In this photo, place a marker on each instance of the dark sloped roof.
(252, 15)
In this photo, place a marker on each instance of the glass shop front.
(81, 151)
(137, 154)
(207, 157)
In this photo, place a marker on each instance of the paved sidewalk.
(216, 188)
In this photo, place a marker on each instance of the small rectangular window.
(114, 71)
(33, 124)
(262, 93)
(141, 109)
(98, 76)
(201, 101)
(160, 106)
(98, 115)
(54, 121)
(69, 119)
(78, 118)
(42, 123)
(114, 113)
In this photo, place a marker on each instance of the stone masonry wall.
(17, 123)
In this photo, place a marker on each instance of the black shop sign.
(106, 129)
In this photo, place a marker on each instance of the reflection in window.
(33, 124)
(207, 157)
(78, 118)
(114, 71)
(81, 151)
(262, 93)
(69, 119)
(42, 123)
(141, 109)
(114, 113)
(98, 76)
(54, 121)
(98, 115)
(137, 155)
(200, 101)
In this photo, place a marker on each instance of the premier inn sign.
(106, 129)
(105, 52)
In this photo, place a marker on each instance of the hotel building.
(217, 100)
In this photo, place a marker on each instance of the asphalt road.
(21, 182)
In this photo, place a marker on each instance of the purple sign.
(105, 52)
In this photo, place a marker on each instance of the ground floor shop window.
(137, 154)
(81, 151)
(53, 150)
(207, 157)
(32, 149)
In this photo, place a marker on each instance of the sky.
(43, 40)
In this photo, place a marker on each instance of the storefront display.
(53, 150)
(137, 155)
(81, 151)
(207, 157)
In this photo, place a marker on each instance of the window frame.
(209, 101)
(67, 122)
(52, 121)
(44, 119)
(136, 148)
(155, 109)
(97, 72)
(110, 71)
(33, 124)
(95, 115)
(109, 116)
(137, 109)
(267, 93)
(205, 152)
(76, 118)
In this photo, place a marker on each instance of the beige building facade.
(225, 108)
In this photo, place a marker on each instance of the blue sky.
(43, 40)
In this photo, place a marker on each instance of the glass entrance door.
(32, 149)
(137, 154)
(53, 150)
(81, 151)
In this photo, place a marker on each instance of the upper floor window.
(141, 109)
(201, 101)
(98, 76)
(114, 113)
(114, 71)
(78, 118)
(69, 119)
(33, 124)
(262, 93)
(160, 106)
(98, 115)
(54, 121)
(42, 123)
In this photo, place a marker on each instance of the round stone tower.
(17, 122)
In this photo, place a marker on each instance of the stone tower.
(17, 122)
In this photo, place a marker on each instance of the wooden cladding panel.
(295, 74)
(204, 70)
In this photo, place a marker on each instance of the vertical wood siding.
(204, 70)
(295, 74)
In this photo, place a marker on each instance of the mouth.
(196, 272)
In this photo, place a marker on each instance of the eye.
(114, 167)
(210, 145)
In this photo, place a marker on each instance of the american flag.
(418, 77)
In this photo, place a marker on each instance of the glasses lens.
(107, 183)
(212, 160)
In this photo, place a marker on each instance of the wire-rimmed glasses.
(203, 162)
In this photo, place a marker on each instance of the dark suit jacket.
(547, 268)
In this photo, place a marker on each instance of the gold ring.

» **The task**
Put all of the items above into a numbered list with one line per entry, leaving out any blank lines.

» **Answer to the exercise**
1. In this photo, place a marker on each instance of the dark sloped roof.
2. (252, 15)
3. In this photo, place a marker on each instance of the glass shop front.
4. (81, 151)
5. (137, 154)
6. (207, 157)
7. In this photo, place a marker on each instance of the paved sidewalk.
8. (216, 188)
9. In this photo, place a marker on each instance of the small rectangular window.
10. (114, 71)
11. (33, 124)
12. (262, 93)
13. (141, 109)
14. (98, 76)
15. (201, 101)
16. (160, 106)
17. (98, 115)
18. (54, 121)
19. (69, 119)
20. (78, 118)
21. (42, 123)
22. (114, 113)
23. In this photo, place a marker on each instance of the stone masonry wall.
24. (17, 123)
25. In this photo, place a marker on each instance of the black shop sign.
26. (106, 129)
27. In this photo, place a marker on each instance of the reflection in window.
28. (33, 124)
29. (207, 157)
30. (78, 118)
31. (114, 71)
32. (81, 151)
33. (262, 93)
34. (69, 119)
35. (42, 123)
36. (141, 109)
37. (114, 113)
38. (98, 76)
39. (54, 121)
40. (98, 115)
41. (137, 155)
42. (200, 101)
43. In this photo, place a marker on each instance of the premier inn sign.
44. (106, 129)
45. (105, 52)
46. In this photo, place a marker on each instance of the hotel building.
47. (217, 100)
48. In this photo, place a marker on each instance of the asphalt road.
49. (21, 182)
50. In this photo, place a marker on each instance of the purple sign.
51. (105, 52)
52. In this photo, place a marker on each instance of the ground floor shop window.
53. (137, 154)
54. (81, 151)
55. (53, 150)
56. (207, 157)
57. (32, 149)
58. In this photo, place a marker on each instance of the sky.
59. (43, 40)
60. In this photo, place a marker on each instance of the storefront display.
61. (53, 150)
62. (137, 155)
63. (81, 151)
64. (207, 157)
65. In this photo, place a marker on each instance of the window frame.
66. (209, 101)
67. (67, 122)
68. (52, 121)
69. (44, 119)
70. (136, 148)
71. (155, 109)
72. (97, 72)
73. (110, 71)
74. (33, 124)
75. (95, 115)
76. (109, 116)
77. (137, 109)
78. (267, 93)
79. (205, 152)
80. (76, 118)
81. In this photo, place a marker on each instance of the beige building facade.
82. (225, 108)
83. In this photo, place a marker on each instance of the blue sky.
84. (43, 40)
85. In this photo, place a marker on each instance of the glass entrance door.
86. (32, 149)
87. (137, 154)
88. (53, 150)
89. (81, 151)
90. In this photo, place a marker on each instance of the upper floor window.
91. (141, 109)
92. (201, 101)
93. (98, 76)
94. (114, 113)
95. (114, 71)
96. (78, 118)
97. (69, 119)
98. (33, 124)
99. (262, 93)
100. (160, 106)
101. (98, 115)
102. (54, 121)
103. (42, 123)
104. In this photo, place a marker on each instance of the round stone tower.
105. (17, 122)
106. In this photo, place a marker on each instance of the stone tower.
107. (17, 122)
108. In this photo, place a marker on each instance of the wooden cladding panel.
109. (295, 74)
110. (204, 70)
111. In this photo, place a marker on each instance of the vertical wood siding.
112. (204, 70)
113. (295, 74)
114. In this photo, place a marker on each instance of the mouth.
115. (196, 272)
116. In this photo, place a marker on each instance of the eye.
117. (114, 167)
118. (210, 145)
119. In this photo, place a marker on each instance of the american flag.
120. (418, 77)
121. In this photo, place a marker on each instance of the glasses lens.
122. (107, 183)
123. (212, 160)
124. In this photo, place a marker on each instance of the wire-rimmed glasses.
125. (203, 162)
126. In this photo, place a marker on each instance of the dark suit jacket.
127. (547, 268)
128. In this photo, place a marker on each instance of the gold ring.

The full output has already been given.